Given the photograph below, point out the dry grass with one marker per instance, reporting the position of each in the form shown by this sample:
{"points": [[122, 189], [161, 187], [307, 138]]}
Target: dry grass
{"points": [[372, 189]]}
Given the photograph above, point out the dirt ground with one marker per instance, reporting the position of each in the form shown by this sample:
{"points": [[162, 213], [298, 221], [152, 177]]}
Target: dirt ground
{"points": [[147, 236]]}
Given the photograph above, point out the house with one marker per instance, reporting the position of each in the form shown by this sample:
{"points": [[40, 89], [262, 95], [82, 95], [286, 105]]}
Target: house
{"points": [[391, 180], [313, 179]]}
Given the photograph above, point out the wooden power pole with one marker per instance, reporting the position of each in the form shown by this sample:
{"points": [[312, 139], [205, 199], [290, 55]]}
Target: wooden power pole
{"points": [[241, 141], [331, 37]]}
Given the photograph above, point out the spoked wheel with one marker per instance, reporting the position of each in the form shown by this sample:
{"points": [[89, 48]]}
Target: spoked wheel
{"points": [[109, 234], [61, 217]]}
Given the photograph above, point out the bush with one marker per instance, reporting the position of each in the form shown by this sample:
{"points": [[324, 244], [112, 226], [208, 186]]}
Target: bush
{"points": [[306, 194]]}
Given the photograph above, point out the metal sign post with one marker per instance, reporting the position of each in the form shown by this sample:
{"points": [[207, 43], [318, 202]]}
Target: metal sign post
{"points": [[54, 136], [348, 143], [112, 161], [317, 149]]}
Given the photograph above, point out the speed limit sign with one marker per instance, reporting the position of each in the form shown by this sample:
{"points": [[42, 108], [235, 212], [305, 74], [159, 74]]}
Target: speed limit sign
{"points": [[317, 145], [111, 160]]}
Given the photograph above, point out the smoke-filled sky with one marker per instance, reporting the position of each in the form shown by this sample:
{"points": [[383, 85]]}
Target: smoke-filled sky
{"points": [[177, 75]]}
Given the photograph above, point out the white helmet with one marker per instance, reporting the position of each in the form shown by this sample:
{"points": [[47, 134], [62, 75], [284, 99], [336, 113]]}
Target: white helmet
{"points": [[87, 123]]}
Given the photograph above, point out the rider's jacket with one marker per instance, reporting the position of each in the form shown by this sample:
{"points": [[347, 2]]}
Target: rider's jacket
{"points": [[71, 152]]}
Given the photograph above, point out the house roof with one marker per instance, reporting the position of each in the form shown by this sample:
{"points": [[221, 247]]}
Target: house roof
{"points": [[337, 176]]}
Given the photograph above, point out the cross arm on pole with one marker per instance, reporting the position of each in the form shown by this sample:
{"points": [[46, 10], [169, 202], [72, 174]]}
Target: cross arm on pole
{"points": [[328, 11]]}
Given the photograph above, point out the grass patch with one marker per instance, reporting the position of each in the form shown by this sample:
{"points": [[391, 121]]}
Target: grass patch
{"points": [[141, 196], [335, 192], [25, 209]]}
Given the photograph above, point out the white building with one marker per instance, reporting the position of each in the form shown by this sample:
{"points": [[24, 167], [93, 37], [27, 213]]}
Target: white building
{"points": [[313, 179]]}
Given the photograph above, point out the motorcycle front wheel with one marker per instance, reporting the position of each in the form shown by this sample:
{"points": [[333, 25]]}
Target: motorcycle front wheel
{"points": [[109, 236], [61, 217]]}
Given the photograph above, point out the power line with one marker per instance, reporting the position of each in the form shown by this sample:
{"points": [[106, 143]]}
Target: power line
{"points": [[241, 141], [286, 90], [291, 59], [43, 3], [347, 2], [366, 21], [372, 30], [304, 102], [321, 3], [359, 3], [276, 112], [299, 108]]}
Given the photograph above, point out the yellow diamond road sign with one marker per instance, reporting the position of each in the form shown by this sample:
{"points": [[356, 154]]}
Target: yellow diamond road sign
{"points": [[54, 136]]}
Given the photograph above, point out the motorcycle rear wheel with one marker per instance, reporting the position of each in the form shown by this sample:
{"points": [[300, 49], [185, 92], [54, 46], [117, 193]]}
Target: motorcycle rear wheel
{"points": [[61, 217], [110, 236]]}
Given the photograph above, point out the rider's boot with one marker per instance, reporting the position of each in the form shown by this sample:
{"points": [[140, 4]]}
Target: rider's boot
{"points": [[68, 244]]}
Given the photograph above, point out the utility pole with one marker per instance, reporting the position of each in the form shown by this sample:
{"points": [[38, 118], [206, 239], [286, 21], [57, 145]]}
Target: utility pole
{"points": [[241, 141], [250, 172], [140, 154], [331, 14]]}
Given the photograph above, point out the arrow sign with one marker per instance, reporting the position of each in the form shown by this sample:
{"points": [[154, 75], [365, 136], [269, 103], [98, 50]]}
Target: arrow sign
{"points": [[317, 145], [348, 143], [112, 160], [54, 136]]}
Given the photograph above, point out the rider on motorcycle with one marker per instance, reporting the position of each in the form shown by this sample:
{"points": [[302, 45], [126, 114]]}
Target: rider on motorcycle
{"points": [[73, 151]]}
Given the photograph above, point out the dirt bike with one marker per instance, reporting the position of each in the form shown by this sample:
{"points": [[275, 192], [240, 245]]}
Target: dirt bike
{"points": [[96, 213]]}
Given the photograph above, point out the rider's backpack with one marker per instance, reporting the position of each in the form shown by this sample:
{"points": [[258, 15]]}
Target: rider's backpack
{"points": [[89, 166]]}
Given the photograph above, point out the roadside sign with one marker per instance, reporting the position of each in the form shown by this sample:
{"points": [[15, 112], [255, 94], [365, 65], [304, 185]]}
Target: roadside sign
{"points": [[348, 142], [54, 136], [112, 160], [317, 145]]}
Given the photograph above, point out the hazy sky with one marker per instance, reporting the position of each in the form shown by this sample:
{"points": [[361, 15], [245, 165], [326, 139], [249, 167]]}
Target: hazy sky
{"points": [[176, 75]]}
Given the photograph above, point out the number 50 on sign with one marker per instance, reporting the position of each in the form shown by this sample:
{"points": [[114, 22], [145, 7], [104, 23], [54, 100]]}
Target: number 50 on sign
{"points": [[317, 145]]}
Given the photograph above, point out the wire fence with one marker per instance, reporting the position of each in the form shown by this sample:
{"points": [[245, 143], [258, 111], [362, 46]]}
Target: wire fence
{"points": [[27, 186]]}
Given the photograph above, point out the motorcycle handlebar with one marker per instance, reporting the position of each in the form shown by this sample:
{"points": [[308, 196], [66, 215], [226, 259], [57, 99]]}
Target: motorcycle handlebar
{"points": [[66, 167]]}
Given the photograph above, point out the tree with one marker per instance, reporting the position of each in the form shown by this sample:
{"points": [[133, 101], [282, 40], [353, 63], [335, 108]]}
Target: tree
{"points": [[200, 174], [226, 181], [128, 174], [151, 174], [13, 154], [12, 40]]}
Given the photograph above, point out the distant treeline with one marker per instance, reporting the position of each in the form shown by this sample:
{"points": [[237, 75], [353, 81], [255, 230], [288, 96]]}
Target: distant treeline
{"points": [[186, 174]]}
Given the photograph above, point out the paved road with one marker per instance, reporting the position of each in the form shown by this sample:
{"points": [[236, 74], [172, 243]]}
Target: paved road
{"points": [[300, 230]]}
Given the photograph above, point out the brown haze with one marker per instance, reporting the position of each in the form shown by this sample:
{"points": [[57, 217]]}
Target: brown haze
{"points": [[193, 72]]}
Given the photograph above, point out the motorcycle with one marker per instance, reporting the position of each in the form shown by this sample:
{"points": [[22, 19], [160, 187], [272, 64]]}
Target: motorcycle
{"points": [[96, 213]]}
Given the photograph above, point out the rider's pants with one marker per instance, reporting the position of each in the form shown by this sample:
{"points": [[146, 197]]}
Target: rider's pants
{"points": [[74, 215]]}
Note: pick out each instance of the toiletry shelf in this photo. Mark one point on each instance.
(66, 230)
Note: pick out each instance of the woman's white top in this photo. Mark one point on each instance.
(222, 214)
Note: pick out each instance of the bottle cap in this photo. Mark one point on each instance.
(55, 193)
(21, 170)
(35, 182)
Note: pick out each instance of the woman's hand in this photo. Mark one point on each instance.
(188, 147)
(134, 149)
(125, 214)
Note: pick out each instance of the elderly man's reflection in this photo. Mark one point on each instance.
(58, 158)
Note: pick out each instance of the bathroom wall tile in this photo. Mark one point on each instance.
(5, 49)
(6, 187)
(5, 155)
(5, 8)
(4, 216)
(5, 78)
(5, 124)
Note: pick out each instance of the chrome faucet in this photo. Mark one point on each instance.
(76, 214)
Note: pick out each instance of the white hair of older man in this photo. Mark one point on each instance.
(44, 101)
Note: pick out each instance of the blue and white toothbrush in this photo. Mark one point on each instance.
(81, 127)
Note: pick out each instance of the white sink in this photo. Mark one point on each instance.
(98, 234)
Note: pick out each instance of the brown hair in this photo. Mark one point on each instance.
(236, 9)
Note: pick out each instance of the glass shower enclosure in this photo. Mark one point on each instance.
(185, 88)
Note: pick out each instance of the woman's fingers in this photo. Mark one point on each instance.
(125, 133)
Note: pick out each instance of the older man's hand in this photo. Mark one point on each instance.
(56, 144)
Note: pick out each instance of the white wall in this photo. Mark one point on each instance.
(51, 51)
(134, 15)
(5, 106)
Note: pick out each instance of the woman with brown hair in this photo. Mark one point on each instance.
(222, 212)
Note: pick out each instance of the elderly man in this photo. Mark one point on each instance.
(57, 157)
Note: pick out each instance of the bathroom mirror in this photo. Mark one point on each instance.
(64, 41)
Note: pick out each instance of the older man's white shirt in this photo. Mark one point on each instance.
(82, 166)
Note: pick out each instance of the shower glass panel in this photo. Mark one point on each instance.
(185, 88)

§ **REQUIRED TASK**: Your task is to reproduce, exactly and exclusively, the lines from the one holding "Note: pick out each instance of the white wall" through the final line of the listing.

§ **EXPECTED ANSWER**:
Note: pick out each instance of the white wall in this photo. Mark one point on each instance.
(51, 51)
(134, 15)
(5, 106)
Note: pick out each instance of the woman with brown hair in this photo. Mark one point on each instance.
(222, 212)
Note: pick out each instance of the elderly man in this photo. Mark one point on each instance.
(57, 157)
Note: pick out each instance of the bathroom mirror in this photo. Mark one point on each instance.
(64, 41)
Note: pick out each instance of the older man's white shirt in this photo. Mark one point on each instance.
(82, 166)
Note: pick out each instance of the shower glass panel in this photo. Mark one point on each instance.
(185, 88)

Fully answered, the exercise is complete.